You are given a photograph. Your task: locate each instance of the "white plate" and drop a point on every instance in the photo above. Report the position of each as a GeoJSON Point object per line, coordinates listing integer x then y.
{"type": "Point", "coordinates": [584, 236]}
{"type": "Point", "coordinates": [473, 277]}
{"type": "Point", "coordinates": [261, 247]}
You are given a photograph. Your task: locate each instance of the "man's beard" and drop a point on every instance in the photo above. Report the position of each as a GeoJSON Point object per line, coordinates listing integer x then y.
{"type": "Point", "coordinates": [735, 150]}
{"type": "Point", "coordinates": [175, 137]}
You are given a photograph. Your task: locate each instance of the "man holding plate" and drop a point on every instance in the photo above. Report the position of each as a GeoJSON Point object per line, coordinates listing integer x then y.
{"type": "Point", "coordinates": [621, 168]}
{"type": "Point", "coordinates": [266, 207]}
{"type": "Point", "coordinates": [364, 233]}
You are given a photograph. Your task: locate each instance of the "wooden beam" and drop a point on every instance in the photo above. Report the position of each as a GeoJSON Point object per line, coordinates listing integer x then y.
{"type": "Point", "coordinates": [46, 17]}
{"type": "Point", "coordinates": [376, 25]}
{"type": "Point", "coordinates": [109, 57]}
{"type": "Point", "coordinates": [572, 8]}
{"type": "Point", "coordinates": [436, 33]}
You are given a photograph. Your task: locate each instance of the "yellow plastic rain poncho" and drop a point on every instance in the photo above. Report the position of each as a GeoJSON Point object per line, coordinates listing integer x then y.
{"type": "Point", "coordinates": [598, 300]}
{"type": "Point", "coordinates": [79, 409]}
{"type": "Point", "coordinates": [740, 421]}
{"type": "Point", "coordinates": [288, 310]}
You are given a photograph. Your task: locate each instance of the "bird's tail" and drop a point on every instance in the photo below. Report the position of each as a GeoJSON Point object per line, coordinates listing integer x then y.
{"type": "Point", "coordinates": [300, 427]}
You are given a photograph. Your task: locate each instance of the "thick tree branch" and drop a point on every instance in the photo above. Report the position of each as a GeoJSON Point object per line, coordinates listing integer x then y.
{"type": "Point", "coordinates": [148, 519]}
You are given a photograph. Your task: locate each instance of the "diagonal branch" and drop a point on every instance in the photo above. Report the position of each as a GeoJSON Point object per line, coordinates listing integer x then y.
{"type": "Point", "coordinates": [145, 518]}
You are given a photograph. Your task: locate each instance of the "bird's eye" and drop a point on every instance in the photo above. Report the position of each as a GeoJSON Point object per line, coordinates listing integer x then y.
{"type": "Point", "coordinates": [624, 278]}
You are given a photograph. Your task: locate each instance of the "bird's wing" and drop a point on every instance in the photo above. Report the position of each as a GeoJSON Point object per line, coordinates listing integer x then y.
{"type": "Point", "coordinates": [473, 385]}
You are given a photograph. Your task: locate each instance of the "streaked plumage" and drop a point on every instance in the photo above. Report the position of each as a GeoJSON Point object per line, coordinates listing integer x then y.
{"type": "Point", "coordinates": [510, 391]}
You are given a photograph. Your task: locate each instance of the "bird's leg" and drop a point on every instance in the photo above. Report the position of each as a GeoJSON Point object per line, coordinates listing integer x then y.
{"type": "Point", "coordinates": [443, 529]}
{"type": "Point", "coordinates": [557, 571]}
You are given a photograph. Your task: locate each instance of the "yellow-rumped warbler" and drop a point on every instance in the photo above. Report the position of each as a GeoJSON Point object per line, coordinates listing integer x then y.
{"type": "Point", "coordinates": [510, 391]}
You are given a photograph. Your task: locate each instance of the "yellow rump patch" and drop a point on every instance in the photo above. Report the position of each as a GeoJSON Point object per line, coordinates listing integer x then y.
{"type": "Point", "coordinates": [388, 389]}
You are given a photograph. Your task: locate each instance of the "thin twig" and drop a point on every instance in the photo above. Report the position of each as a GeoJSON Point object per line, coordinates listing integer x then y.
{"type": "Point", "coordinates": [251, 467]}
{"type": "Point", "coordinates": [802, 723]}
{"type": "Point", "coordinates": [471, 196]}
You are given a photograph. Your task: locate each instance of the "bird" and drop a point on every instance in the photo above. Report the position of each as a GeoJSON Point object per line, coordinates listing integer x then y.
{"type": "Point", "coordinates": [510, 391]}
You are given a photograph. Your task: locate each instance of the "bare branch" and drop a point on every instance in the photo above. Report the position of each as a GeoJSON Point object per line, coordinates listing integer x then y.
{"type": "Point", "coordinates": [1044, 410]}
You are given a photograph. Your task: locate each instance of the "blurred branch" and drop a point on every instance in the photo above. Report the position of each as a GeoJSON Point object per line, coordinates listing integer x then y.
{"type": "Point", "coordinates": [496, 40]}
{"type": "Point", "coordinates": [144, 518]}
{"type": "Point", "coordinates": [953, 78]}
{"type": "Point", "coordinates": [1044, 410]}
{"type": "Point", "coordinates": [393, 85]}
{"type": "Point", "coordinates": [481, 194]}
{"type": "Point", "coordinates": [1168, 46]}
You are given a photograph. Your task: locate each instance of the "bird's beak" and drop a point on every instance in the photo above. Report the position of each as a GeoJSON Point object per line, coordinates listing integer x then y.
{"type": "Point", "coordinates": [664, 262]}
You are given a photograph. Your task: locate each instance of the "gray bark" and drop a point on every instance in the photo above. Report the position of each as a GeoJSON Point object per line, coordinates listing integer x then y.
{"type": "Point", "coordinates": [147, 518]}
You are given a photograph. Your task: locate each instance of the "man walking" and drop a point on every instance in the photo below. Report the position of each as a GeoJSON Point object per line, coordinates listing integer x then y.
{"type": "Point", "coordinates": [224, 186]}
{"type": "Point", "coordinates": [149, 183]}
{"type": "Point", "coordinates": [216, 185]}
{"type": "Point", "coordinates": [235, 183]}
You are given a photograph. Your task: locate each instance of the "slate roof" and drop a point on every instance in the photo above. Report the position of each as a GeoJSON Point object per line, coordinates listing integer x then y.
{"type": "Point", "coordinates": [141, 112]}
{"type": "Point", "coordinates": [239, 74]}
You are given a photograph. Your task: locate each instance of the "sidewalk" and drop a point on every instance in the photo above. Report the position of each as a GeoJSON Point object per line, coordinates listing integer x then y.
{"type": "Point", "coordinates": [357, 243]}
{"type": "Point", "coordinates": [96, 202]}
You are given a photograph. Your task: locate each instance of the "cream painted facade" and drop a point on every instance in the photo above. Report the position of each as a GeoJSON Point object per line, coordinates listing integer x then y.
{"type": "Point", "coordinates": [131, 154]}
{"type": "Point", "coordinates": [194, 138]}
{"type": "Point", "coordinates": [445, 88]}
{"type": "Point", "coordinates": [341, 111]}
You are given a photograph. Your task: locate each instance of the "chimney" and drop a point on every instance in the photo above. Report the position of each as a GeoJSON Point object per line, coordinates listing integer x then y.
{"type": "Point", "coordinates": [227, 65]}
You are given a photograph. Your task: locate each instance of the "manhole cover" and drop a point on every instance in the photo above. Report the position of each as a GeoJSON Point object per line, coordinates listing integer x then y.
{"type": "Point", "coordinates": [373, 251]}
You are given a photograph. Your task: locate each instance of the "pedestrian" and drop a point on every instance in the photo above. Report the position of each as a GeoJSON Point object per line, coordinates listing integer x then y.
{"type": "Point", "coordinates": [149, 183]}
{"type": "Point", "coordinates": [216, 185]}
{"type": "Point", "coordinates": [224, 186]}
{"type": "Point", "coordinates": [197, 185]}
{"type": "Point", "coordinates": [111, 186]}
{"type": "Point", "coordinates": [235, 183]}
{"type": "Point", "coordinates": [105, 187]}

* Your objective *
Provide an exact reproduction of all the entries shown above.

* Exercise output *
You are given a photograph. Your task: locate each instance of the "white plate" and drop a point on every instance in the photo above. Report the position of each as a GeoJSON Point object per line, coordinates listing integer x then y.
{"type": "Point", "coordinates": [584, 236]}
{"type": "Point", "coordinates": [473, 277]}
{"type": "Point", "coordinates": [261, 247]}
You are given a photograph. Your task: locate each instance of the "man's beard" and drop a point on every instance in the photo above. Report the position of each as a GeoJSON Point object per line, coordinates listing integer x then y.
{"type": "Point", "coordinates": [735, 150]}
{"type": "Point", "coordinates": [175, 137]}
You are given a photograph. Your task: locate each instance of the "man holding plate" and drop a point on every instance in the photo above. Report the position of each as a GeoJSON Point object per line, coordinates listing integer x then y.
{"type": "Point", "coordinates": [621, 168]}
{"type": "Point", "coordinates": [266, 207]}
{"type": "Point", "coordinates": [364, 233]}
You are given a photograph. Your task: locate each instance of the "wooden beam" and drop a point on every instance in the photo above. Report the position of each as a GeoJSON Point object per line, coordinates listing integer x then y.
{"type": "Point", "coordinates": [46, 17]}
{"type": "Point", "coordinates": [376, 25]}
{"type": "Point", "coordinates": [109, 57]}
{"type": "Point", "coordinates": [572, 8]}
{"type": "Point", "coordinates": [436, 33]}
You are given a photograph. Your task: locate each instance of the "yellow plastic rain poncho" and drop a point on every instance in the photo above. Report the position of each as a GeoJSON Point object per line, coordinates listing integer x then y.
{"type": "Point", "coordinates": [598, 300]}
{"type": "Point", "coordinates": [79, 409]}
{"type": "Point", "coordinates": [740, 421]}
{"type": "Point", "coordinates": [288, 310]}
You are given a photograph. Your task: locate each instance of the "bird's tail" and drop a point on every instance in the photo below. Report the position of each as a GeoJSON Point object per line, coordinates listing integer x then y.
{"type": "Point", "coordinates": [300, 427]}
You are given a photograph. Your task: locate each instance of the "thick tree branch" and drop a point on every instance in the photo above. Report the position of each as a GeoJSON Point object per line, coordinates listing integer x then y.
{"type": "Point", "coordinates": [148, 519]}
You are given a photograph. Your task: locate each instance of the "diagonal branch" and drop a point on every instance in the photo above. Report the position of each as a GeoJSON Point object per line, coordinates listing integer x then y.
{"type": "Point", "coordinates": [145, 518]}
You are given a photograph. Your task: locate each instance of the "bird's eye" and drop a point on every instance in the photo above. Report the position of each as a GeoJSON Point object per line, coordinates listing integer x then y.
{"type": "Point", "coordinates": [624, 278]}
You are given a photograph. Your task: locate each instance of the "bird's wing" and drop a point on every instance in the photo above. Report the position of each as a GeoJSON Point object per line, coordinates listing integer x then y.
{"type": "Point", "coordinates": [473, 385]}
You are given a photograph. Your task: locate each instance of the "streaked plumage" and drop a point on every instance in the photo above. Report the position of each as a GeoJSON Point object per line, coordinates listing integer x then y.
{"type": "Point", "coordinates": [510, 391]}
You are given a photograph. Your task: locate each instance of the "bird's leg" and drop a point on every instance in the photo above. Report the position of each as a GeoJSON Point object per line, coordinates listing integer x then y.
{"type": "Point", "coordinates": [443, 529]}
{"type": "Point", "coordinates": [557, 571]}
You are given a photograph. Your task: locate each instance of the "yellow-rumped warbler" and drop a point on every instance in the photo above. Report the position of each as a GeoJSON Point object per line, coordinates listing integer x then y.
{"type": "Point", "coordinates": [510, 391]}
You are given a photograph. Your task: locate each instance of the "yellow rump patch" and drop a point on every instance in the photo above. Report the position of each as a GeoJSON Point object per line, coordinates listing integer x then y.
{"type": "Point", "coordinates": [388, 389]}
You are given a photograph. Your task: locate each instance of the "thin twig" and drop a point on every instance in the photo above. Report the position of each as a GeoJSON Point object per line, coordinates listing integer x then y.
{"type": "Point", "coordinates": [251, 467]}
{"type": "Point", "coordinates": [802, 723]}
{"type": "Point", "coordinates": [471, 196]}
You are given a photograph. Your task: locate each instance of the "bird" and drop a point on every instance in the photo above. Report the position of each as a GeoJSON Point object per line, coordinates listing integer x then y.
{"type": "Point", "coordinates": [510, 391]}
You are given a photograph. Your task: locate each instance of the "bare branch" and drop a point on every instance in the photo above. Report the position of each as a GeoJSON Point object per line, coordinates listing integer x then y.
{"type": "Point", "coordinates": [1044, 410]}
You are given a photograph. Your task: locate each instance of the "blurred branch" and drop a point on every instance in the photo above. Report the position of each as a GeoJSON Point object per line, coordinates listing integer x then y.
{"type": "Point", "coordinates": [496, 40]}
{"type": "Point", "coordinates": [144, 518]}
{"type": "Point", "coordinates": [953, 78]}
{"type": "Point", "coordinates": [1044, 410]}
{"type": "Point", "coordinates": [393, 85]}
{"type": "Point", "coordinates": [481, 194]}
{"type": "Point", "coordinates": [1168, 46]}
You are given a photograph. Your task: locate each instance of the "bird's beak" and drop a point on every instance in the photo above. Report the position of each as a GeoJSON Point object per line, coordinates listing integer x then y.
{"type": "Point", "coordinates": [664, 262]}
You are given a photograph. Your task: locate each instance of the "gray bark" and drop a point on every instance in the photo above. Report the position of each as a GeoJSON Point object per line, coordinates listing integer x then y.
{"type": "Point", "coordinates": [147, 518]}
You are given a photograph. Your task: locate each instance of the "man walking" and drop a point on every instance in the photo below. Report the position of each as a GeoJSON Point object per line, coordinates listing integer x then y.
{"type": "Point", "coordinates": [224, 186]}
{"type": "Point", "coordinates": [149, 183]}
{"type": "Point", "coordinates": [216, 185]}
{"type": "Point", "coordinates": [235, 183]}
You are given a photograph. Your task: locate each instance of the "slate roof" and drop a point on every instance in the photo above. Report the position of each as a GeoJSON Point object per line, coordinates listing integer x then y.
{"type": "Point", "coordinates": [141, 112]}
{"type": "Point", "coordinates": [239, 74]}
You are given a photograph. Your task: locate each instance of the "sidewalk" and drop a point on every instance in the photo above. Report the position of each as a GeoJSON Point object per line, coordinates listing integer x then y.
{"type": "Point", "coordinates": [357, 243]}
{"type": "Point", "coordinates": [96, 202]}
You are given a photograph. Your task: locate each instance of the "cream painted facade" and drop a point on every instance in the photo above. Report the position of each as a GeoJSON Point object per line, coordinates listing integer x then y.
{"type": "Point", "coordinates": [131, 154]}
{"type": "Point", "coordinates": [194, 138]}
{"type": "Point", "coordinates": [445, 88]}
{"type": "Point", "coordinates": [341, 111]}
You are given a photograph. Your task: locate each instance of the "chimney" and drop a point on every instance in the photo above. Report the position of each as a GeoJSON Point object per line, coordinates listing integer x then y.
{"type": "Point", "coordinates": [227, 65]}
You are given a photograph. Your task: locate each instance of the "manhole cover" and drop a point on every instance in the photo above. Report the position of each as a GeoJSON Point object per line, coordinates listing integer x then y.
{"type": "Point", "coordinates": [373, 251]}
You are given a photograph. Your task: locate each instance of the "pedestrian" and drop a point on every instance in the photo above. Report the position of each as a GeoJSON Point object per line, coordinates listing integer x then y.
{"type": "Point", "coordinates": [149, 183]}
{"type": "Point", "coordinates": [216, 185]}
{"type": "Point", "coordinates": [224, 186]}
{"type": "Point", "coordinates": [197, 185]}
{"type": "Point", "coordinates": [111, 186]}
{"type": "Point", "coordinates": [235, 183]}
{"type": "Point", "coordinates": [105, 187]}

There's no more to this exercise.